Work to complete: Render every line of the data below as a Markdown table with two columns, Row and Line, numbering the rows in order and omitting blank lines.

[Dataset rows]

--------------------------------

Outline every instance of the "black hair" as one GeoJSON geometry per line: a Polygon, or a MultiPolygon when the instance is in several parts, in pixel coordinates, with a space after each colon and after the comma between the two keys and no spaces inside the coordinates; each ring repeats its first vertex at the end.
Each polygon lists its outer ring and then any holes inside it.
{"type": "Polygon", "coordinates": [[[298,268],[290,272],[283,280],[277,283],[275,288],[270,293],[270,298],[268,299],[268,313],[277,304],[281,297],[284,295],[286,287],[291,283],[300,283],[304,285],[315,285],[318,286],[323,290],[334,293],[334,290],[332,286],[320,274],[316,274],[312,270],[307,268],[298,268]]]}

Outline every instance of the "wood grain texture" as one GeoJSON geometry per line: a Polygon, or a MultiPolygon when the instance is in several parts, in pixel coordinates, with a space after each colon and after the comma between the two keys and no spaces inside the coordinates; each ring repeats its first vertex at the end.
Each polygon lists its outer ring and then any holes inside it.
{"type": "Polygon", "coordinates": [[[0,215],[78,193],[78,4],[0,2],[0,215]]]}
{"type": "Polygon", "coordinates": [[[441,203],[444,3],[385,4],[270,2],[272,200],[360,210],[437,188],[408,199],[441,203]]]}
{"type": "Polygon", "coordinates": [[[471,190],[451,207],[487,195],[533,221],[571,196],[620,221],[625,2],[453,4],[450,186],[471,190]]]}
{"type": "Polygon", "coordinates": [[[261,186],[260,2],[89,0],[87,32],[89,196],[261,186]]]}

--------------------------------

Problem solution:
| Row | Line |
|---|---|
| 1 | Outline every instance of the "black hair" as one GeoJSON geometry per line: a Polygon, or a MultiPolygon when the instance is in several parts, in pixel coordinates, with a space after each colon and after the comma between the two keys and no spaces inside the coordinates; each ring repeats its first vertex at the end. |
| 2 | Each polygon lists its outer ring and then any holes inside it. |
| 3 | {"type": "Polygon", "coordinates": [[[298,268],[290,272],[283,280],[277,283],[275,288],[270,293],[270,298],[268,299],[268,313],[277,304],[281,297],[284,295],[286,287],[291,283],[300,283],[304,285],[315,285],[318,286],[323,290],[334,293],[334,290],[332,286],[320,274],[316,274],[312,270],[307,268],[298,268]]]} |
| 4 | Outline every instance of the "wood grain texture" as one GeoJSON geometry per line: a Polygon, or a MultiPolygon when the instance is in several parts, in pixel coordinates, with a space after each colon and after the comma between the two keys and no spaces inside the coordinates; each ring repeats its first vertex at the end. |
| 5 | Each polygon lists its outer ring and then any holes inside it. |
| 6 | {"type": "Polygon", "coordinates": [[[0,215],[78,193],[78,4],[0,2],[0,215]]]} |
| 7 | {"type": "Polygon", "coordinates": [[[441,203],[444,3],[385,4],[270,2],[272,200],[360,210],[437,188],[408,199],[441,203]]]} |
| 8 | {"type": "Polygon", "coordinates": [[[471,190],[451,207],[487,195],[533,221],[571,196],[620,221],[625,2],[453,4],[450,186],[471,190]]]} |
| 9 | {"type": "Polygon", "coordinates": [[[261,186],[260,2],[89,0],[87,32],[89,196],[261,186]]]} |